**What needs to be done**
Scan the entries that follow and work out how many lines contain "below". Give the number and nothing else.
<<<<
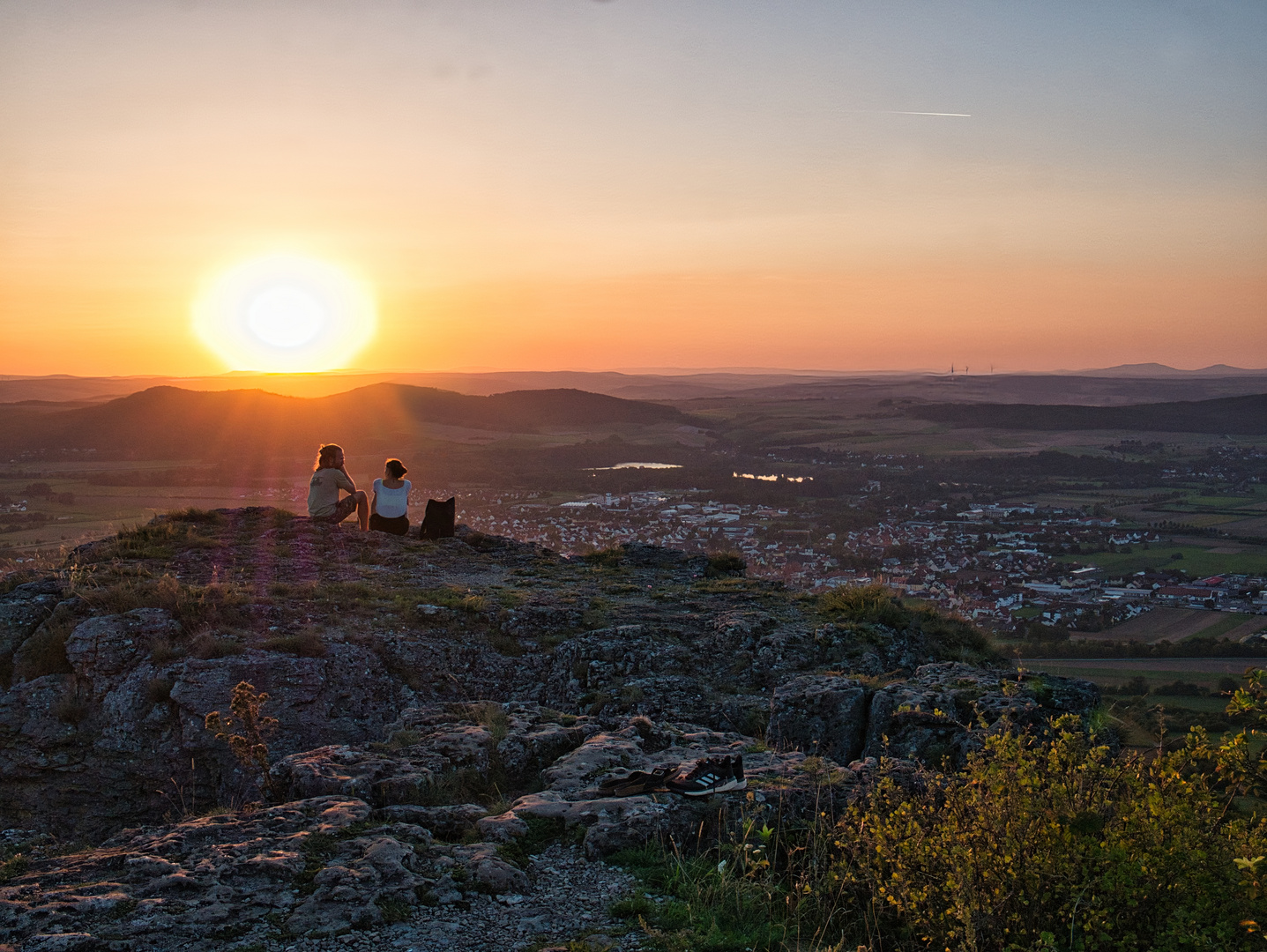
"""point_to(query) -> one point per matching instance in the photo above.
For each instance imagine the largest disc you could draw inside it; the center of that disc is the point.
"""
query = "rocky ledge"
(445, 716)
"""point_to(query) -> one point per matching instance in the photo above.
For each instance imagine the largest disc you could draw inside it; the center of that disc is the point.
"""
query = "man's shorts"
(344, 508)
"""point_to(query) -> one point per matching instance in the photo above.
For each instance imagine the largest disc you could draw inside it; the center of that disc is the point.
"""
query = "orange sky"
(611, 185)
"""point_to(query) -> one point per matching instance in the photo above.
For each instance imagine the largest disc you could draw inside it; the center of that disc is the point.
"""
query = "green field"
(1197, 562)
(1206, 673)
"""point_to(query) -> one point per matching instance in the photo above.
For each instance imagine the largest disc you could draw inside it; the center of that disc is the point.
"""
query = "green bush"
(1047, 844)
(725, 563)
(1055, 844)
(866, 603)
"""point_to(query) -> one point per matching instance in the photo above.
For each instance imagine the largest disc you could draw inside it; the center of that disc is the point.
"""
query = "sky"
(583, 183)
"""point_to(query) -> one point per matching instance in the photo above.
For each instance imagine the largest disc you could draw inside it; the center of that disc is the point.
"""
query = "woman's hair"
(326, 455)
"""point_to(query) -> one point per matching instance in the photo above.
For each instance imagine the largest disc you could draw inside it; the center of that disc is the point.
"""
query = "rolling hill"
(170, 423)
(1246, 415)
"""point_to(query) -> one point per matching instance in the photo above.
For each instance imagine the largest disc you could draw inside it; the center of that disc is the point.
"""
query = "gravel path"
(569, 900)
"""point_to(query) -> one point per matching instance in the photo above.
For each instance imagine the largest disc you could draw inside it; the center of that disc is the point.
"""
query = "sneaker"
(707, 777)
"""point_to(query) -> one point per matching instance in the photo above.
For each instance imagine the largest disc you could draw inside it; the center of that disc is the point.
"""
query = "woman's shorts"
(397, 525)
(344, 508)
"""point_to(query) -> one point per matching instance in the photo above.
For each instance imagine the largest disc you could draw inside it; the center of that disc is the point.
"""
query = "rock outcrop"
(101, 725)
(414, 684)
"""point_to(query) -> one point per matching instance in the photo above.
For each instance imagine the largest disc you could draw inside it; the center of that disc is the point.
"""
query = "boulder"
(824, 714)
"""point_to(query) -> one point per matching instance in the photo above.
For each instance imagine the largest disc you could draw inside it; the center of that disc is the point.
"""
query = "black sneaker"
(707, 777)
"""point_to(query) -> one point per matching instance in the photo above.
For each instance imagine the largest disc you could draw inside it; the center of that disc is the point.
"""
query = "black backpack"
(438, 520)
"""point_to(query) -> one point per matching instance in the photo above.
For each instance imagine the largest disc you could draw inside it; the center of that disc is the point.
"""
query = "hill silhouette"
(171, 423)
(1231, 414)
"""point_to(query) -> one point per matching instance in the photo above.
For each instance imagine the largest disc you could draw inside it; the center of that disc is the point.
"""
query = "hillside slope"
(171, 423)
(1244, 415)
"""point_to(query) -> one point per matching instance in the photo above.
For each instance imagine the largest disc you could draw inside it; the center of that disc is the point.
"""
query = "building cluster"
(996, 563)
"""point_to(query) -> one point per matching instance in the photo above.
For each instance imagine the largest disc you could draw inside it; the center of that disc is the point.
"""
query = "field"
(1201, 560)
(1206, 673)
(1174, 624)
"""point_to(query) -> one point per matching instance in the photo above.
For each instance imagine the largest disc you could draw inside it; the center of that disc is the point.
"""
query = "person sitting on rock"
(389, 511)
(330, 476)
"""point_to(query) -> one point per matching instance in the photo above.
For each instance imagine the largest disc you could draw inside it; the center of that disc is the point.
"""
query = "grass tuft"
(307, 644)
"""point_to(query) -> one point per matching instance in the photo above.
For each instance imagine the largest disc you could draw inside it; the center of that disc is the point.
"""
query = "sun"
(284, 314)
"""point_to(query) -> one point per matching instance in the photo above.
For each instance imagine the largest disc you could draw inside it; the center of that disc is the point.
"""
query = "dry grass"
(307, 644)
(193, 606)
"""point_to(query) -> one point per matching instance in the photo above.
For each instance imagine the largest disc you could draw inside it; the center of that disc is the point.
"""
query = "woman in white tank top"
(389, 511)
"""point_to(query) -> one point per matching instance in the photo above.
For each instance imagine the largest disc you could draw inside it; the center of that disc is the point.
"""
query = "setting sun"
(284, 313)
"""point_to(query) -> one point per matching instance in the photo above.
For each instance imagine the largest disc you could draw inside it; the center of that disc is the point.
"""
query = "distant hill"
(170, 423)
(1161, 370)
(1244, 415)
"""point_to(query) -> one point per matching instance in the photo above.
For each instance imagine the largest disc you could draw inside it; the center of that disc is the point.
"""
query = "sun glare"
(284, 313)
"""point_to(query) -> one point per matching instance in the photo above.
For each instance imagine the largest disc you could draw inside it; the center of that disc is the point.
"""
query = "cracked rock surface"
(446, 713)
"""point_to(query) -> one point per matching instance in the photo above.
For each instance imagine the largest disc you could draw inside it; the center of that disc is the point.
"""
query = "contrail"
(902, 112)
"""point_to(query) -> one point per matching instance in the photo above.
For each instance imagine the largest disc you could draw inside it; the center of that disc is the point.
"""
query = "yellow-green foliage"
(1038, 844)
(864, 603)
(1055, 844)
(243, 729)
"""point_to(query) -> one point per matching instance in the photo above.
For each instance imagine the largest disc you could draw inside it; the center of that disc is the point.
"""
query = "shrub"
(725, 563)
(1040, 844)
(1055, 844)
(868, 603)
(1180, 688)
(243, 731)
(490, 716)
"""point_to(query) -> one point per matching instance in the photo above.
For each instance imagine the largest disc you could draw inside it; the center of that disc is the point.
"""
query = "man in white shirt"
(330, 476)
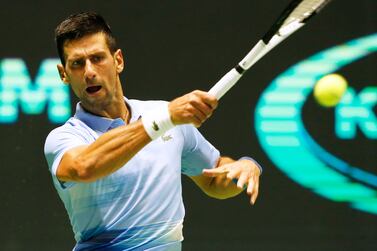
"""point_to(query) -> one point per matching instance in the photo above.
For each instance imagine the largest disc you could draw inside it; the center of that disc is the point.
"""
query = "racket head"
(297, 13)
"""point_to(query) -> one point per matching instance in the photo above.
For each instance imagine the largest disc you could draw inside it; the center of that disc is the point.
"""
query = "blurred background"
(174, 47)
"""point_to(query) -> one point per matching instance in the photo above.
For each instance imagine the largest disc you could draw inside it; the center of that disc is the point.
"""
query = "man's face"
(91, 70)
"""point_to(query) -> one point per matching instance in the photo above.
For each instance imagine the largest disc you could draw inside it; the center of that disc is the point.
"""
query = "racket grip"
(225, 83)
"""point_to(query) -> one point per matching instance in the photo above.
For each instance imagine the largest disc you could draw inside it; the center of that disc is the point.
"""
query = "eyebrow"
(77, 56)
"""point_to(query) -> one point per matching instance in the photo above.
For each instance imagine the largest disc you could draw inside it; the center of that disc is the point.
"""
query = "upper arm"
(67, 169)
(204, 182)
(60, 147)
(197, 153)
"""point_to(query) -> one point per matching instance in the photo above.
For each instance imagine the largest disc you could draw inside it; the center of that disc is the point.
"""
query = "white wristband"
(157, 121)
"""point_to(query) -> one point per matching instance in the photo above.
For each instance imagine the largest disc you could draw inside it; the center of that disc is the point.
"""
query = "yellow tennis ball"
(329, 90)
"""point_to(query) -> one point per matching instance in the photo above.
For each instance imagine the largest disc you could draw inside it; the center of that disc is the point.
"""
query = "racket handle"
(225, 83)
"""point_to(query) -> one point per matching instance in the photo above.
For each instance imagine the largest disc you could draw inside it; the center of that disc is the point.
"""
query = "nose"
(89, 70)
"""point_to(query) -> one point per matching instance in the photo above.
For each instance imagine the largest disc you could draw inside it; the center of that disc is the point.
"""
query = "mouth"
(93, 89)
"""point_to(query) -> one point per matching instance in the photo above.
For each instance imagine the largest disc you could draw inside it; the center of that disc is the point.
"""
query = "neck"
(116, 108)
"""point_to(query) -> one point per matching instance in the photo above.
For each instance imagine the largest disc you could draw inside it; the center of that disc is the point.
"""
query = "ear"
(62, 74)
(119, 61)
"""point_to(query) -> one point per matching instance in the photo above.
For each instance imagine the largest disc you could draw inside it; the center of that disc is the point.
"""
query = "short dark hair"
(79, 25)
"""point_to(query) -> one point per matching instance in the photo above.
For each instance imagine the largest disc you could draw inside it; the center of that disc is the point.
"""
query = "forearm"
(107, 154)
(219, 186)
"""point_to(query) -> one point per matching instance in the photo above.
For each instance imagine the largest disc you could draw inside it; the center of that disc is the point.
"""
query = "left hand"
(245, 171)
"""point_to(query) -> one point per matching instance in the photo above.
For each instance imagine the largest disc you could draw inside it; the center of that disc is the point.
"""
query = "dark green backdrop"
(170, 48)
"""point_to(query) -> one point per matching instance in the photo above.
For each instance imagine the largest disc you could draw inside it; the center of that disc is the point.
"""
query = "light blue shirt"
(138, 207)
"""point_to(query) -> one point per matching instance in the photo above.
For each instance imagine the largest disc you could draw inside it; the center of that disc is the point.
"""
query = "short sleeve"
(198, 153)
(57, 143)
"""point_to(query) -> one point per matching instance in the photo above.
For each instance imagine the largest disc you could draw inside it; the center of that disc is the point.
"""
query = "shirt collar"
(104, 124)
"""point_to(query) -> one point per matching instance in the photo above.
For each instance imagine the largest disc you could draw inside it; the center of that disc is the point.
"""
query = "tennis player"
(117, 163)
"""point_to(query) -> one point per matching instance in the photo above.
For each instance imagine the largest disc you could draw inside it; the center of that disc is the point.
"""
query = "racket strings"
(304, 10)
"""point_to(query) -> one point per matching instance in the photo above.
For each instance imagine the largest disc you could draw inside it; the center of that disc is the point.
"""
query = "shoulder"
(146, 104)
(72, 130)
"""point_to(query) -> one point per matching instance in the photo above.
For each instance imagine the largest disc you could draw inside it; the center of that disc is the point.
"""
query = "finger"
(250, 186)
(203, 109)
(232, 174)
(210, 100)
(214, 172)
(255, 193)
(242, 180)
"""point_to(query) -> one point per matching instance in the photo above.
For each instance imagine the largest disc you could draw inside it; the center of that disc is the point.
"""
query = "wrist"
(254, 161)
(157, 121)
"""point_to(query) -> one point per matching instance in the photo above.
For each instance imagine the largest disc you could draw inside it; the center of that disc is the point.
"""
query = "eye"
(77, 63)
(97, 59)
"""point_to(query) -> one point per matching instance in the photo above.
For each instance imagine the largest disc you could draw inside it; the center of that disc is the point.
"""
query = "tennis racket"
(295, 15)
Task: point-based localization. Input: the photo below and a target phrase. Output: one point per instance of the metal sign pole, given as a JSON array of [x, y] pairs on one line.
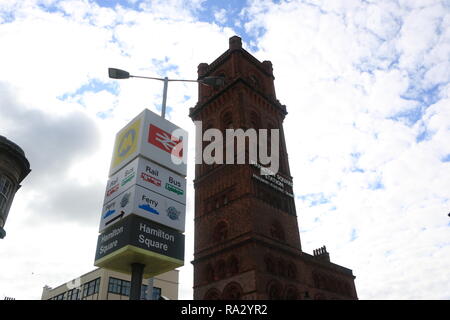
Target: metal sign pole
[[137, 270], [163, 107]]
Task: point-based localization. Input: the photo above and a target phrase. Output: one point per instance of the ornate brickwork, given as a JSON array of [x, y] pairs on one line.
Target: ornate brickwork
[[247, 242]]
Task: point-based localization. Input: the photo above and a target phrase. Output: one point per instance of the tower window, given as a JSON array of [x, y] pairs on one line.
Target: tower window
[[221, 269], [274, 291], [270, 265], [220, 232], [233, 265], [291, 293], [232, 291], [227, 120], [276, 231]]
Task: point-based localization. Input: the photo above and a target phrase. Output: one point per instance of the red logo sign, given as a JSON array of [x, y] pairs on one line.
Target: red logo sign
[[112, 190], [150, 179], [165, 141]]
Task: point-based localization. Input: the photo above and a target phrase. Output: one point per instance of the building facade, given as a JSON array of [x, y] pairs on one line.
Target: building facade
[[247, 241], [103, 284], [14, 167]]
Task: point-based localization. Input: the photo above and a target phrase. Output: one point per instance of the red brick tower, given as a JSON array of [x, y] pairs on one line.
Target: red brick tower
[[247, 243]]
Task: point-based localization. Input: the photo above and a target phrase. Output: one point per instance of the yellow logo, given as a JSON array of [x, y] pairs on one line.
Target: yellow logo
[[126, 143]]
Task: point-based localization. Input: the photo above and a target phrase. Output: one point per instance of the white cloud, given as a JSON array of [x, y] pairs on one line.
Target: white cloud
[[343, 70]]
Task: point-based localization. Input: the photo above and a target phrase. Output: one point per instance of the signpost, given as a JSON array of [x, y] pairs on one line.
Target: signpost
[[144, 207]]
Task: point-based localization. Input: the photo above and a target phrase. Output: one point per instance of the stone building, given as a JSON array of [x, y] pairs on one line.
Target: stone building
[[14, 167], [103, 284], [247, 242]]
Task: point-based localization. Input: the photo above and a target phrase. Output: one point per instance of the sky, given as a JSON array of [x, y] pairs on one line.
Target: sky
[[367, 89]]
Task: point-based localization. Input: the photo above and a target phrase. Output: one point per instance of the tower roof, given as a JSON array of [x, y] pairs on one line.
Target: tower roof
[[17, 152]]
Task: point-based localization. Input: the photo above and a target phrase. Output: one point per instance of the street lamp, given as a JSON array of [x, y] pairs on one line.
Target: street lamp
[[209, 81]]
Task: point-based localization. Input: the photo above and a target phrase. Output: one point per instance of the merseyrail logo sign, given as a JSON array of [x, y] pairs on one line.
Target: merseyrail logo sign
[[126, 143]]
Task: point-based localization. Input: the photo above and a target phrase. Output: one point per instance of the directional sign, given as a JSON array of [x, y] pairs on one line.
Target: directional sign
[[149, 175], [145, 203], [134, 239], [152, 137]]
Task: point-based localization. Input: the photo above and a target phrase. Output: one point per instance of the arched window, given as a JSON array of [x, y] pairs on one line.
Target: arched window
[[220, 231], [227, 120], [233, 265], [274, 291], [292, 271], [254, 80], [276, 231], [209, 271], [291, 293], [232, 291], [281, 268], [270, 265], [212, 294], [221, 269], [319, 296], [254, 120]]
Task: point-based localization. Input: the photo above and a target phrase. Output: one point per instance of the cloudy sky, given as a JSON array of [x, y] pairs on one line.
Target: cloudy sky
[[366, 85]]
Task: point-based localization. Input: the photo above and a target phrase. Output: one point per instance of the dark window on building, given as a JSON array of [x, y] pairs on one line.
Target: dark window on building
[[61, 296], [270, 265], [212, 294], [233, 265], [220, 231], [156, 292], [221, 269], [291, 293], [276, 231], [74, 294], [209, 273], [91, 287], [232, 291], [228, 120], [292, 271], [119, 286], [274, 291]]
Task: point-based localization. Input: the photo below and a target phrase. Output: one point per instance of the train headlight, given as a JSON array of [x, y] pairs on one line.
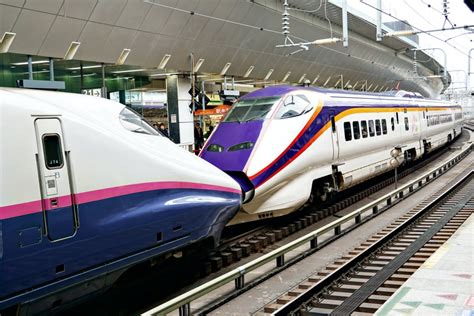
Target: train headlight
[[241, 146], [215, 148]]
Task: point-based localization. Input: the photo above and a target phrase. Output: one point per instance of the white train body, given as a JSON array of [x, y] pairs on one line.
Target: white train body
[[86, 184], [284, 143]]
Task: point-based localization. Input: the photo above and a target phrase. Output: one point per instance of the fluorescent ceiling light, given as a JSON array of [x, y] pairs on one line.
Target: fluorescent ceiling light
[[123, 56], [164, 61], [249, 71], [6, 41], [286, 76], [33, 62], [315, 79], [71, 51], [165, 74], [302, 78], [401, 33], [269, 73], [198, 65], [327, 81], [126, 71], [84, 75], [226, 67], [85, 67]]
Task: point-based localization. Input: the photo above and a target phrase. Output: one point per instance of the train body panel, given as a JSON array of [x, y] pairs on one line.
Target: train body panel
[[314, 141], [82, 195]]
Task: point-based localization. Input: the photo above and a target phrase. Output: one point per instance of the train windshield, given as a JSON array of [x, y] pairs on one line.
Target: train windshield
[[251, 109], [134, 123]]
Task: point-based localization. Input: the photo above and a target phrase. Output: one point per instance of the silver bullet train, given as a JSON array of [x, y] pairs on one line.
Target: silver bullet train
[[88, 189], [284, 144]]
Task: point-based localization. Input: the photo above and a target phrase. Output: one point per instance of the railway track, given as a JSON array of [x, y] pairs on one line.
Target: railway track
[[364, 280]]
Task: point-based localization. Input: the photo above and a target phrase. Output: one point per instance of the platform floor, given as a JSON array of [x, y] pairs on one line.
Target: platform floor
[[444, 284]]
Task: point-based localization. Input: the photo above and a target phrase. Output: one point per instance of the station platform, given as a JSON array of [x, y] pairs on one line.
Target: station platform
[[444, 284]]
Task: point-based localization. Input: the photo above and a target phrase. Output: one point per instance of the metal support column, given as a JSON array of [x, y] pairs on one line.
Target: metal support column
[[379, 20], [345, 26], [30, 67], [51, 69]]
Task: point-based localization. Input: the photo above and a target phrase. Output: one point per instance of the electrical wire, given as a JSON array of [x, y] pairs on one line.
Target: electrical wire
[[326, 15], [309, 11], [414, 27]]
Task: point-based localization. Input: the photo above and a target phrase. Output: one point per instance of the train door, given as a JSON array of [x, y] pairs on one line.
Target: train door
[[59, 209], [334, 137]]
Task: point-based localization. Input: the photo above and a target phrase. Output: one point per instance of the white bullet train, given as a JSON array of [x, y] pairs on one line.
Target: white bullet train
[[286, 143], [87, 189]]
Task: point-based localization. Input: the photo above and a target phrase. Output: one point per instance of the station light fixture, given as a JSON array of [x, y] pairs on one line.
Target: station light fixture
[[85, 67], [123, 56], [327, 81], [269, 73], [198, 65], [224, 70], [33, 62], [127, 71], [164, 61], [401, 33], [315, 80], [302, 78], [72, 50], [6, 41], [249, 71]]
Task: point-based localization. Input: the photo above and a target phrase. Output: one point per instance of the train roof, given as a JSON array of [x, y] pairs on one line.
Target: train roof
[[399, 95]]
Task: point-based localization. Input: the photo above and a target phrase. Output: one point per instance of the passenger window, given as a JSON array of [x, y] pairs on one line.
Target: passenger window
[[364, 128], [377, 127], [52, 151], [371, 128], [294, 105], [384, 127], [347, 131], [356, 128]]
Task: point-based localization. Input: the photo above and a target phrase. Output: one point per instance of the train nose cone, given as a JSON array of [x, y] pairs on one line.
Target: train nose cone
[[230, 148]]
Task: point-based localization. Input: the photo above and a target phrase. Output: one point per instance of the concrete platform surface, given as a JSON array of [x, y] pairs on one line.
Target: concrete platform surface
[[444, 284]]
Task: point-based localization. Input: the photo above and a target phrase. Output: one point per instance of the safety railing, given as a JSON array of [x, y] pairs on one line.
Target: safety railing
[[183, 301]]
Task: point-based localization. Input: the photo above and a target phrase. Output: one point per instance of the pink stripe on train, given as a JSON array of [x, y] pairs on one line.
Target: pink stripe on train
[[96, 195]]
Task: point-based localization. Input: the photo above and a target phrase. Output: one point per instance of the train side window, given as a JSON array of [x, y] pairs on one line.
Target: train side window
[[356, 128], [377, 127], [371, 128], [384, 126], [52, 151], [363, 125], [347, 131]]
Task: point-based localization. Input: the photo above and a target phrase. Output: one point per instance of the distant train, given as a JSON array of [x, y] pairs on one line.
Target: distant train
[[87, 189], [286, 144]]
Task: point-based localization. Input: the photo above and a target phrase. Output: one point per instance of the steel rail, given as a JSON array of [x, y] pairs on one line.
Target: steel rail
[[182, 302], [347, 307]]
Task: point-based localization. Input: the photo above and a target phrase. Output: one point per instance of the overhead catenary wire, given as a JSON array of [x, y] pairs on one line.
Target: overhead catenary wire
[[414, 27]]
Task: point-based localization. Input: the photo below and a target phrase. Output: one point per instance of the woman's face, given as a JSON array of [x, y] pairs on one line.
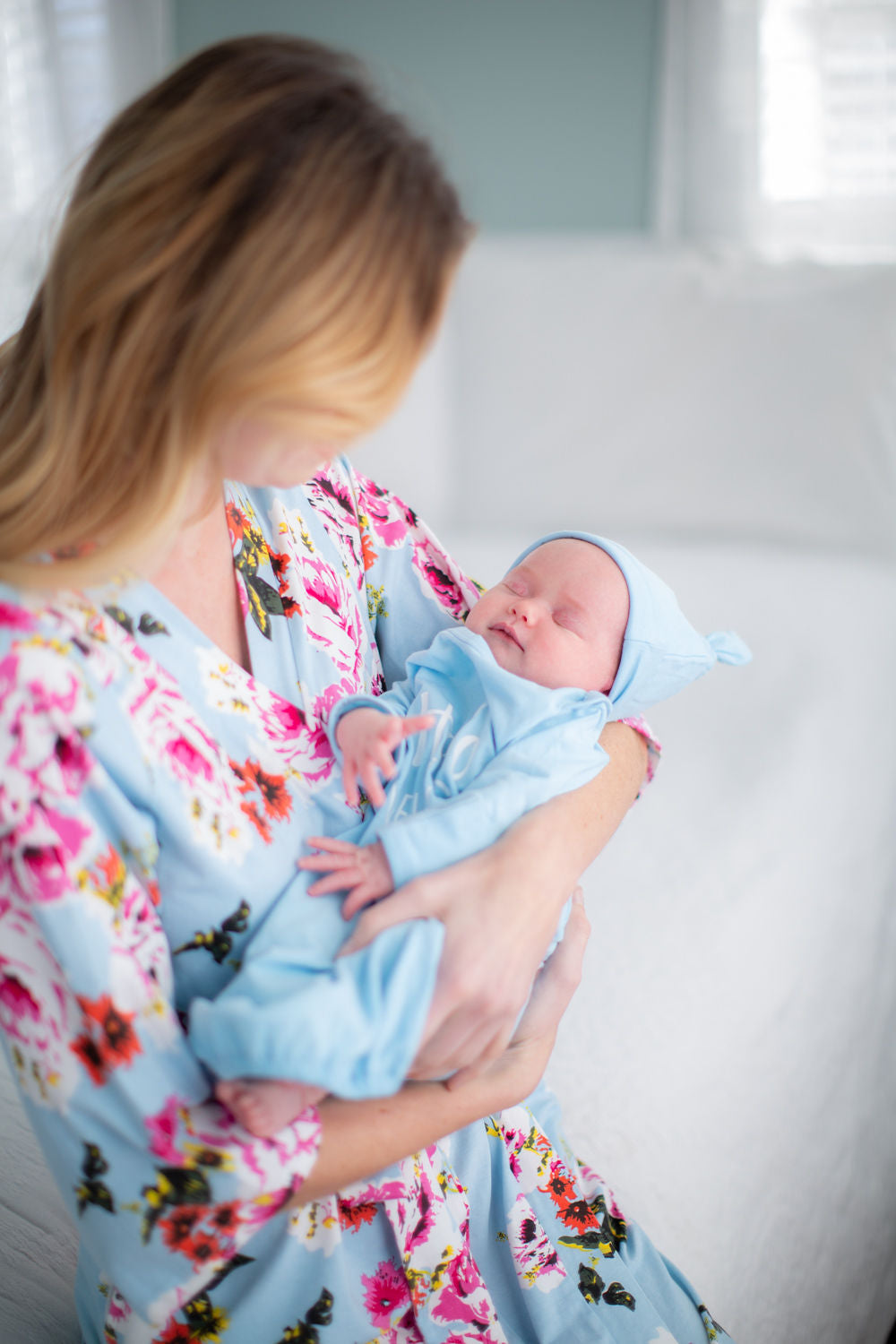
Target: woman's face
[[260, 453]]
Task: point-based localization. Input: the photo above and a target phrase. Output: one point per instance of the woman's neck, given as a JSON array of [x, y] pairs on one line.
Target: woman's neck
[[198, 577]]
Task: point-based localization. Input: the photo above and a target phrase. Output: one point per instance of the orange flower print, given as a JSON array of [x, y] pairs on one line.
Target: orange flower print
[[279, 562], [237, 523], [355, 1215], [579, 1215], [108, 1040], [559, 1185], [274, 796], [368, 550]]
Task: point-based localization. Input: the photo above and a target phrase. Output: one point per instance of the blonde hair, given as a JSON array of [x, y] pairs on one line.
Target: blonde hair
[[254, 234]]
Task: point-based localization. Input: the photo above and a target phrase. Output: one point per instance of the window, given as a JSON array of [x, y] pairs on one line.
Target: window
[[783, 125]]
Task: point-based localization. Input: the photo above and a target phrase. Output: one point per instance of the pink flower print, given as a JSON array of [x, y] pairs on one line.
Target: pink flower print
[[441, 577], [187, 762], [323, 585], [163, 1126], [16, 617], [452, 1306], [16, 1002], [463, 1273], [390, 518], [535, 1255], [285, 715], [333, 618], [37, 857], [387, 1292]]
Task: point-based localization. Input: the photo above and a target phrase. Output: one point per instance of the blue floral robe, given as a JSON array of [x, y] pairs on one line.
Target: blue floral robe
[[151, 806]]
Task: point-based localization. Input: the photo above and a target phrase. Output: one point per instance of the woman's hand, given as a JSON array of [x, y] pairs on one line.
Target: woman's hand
>>>>
**Solved problem**
3